* 執行事項:
1 – 將「中國道路」訪談中以「賀新元認為」開頭的段落改寫得更簡短,保留主要事實。
2 – 照錄「中國道路」訪談中「賀新元:在我剛出版的《中國道」與「中國特色,而且具有世界意義。」之間的文字,首尾兩處包含在內。
3 – 從「中國道路」訪談末句之後接著續寫下去。

* 所附文本:
======

近段時間以來,“中國道路”的命題受到世人的熱議,呈現出多種思考和議論,甚至還出現借議“中國道路”,炮制出“中國特色資本主義”、“國家資本主義”、“中國威脅論”、“中國責任論”、“中國前景不確定論”等等論調。面對這些問題,我們需要從本質上揭示“中國道路”演化的系統性與必然性。近日,就“中國道路”有關問題,中國社科網記者采訪了中國社科院馬克思主義研究院中國特色社會主義理論體系研究室主任賀新元副研究員。
賀新元認為,“中國道路”是由中國社會實踐一步步提出,是由以毛澤東、鄧小平、江澤民、胡錦濤等幾代領導集體一步步解答并相繼開拓的。中華民族偉大復興理所當然成為“中國道路”的邏輯起點。
記者:你如何定位和理解“中國道路”和中國特色社會主義道路?
賀新元:在我剛出版的《中國道路——不一樣的現代化道路》一書中,認為,“中國道路”是一個時空概念,是在一定的時間與空間內探索、生成、演化、延伸。這里的“一定的時間”是指從1840年第一次鴉片戰爭開始,“一定的空間”不僅僅指地理空間,主要是指中國與西方資本主義的殖民擴張相遭遇的政治、經濟、文化空間。在時間上,“中國道路”只有進行時,沒有完成時;在空間上,“中國道路”不僅具有中國特色,而且具有世界意義。

======

* 所示資料:
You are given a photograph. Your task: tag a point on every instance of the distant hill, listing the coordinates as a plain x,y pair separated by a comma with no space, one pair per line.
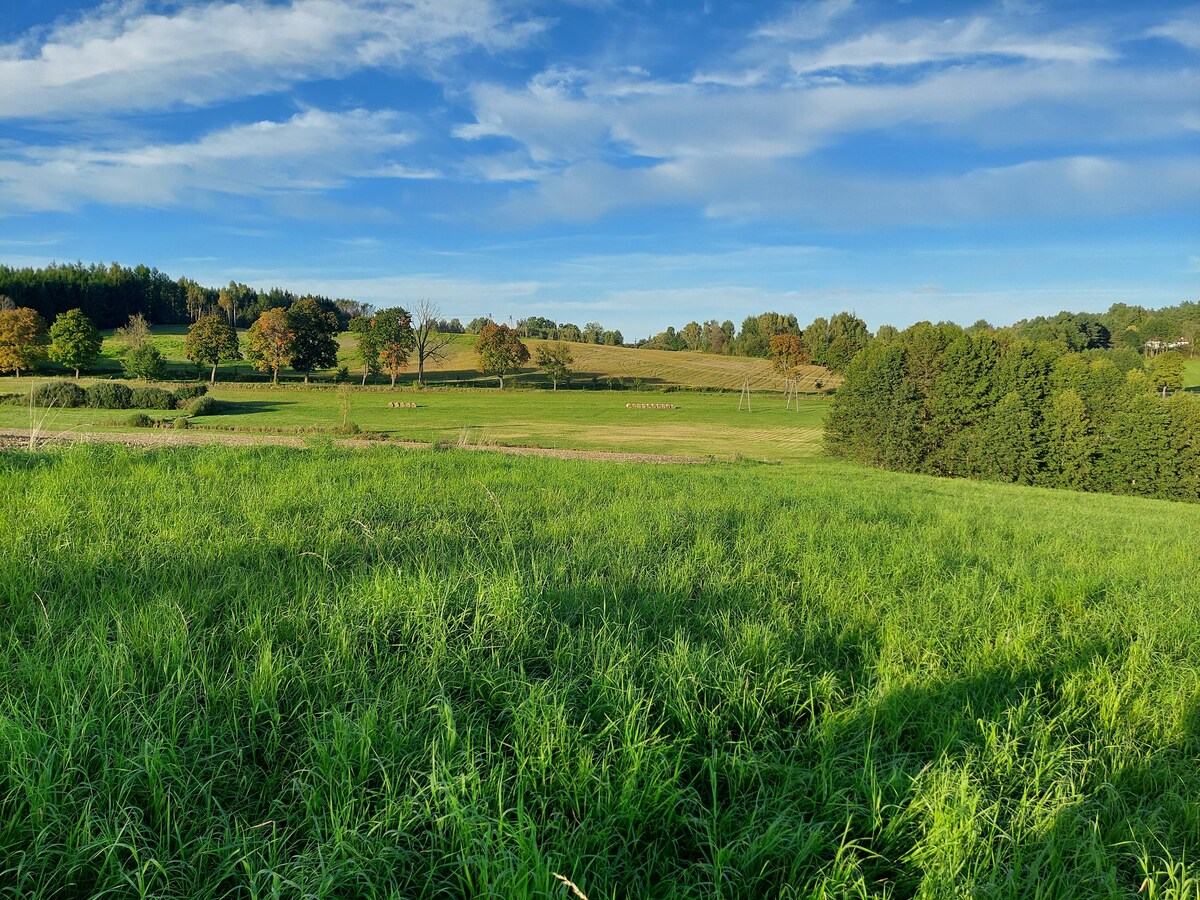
654,369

======

* 作答內容:
1 – 賀新元認為,「中國道路」由中國社會實踐逐步提出,並由毛澤東、鄧小平、江澤民、胡錦濤等幾代領導集體相繼解答和開拓,其邏輯起點是中華民族偉大復興。

2 –
賀新元:在我剛出版的《中國道路——不一樣的現代化道路》一書中,認為,“中國道路”是一個時空概念,是在一定的時間與空間內探索、生成、演化、延伸。這里的“一定的時間”是指從1840年第一次鴉片戰爭開始,“一定的空間”不僅僅指地理空間,主要是指中國與西方資本主義的殖民擴張相遭遇的政治、經濟、文化空間。在時間上,“中國道路”只有進行時,沒有完成時;在空間上,“中國道路”不僅具有中國特色,而且具有世界意義。

3 –
因此,“中國道路”的歷史起點應定位于1840年鴉片戰爭。而中華民族偉大復興理所當然成為“中國道路”的邏輯起點。按照一定歷史階段及其所承擔的歷史任務為標準,我把走過170多年的“中國道路”劃分為兩個歷史階段四個時段,第一個歷史階段即為第一時段,是1840年至中國共產黨誕生前的80年,主要是各路仁人志士為探求救亡圖存而做出的各種嘗試與努力,雖然遭受一次又一次的失敗與挫折,但這些嘗試與努力沒有白費,對“道路”進行了不斷試錯式的探索,盡管這種方式付出了生命的代價,卻換來了對“道路”的深刻認識和對正確道路的選擇。這條道路就是仁人志士“在半殖民地半封建社會探求救亡圖存的道路”。第二歷史階段由中國共產黨誕生始,主要是中國共產黨人站在前人試錯探索的基礎上,領導全國各族人民,把馬克思主義基本原理與中國具體實際和時代特征相結合,不斷引領國家獨立、民族解放、國家富強、人民富裕,實現中華民族偉大復興和現代化,這一歷史階段可分三個時段,即革命、建設與改革開放。這三個時段最終孕育出中國特色社會主義道路的形成。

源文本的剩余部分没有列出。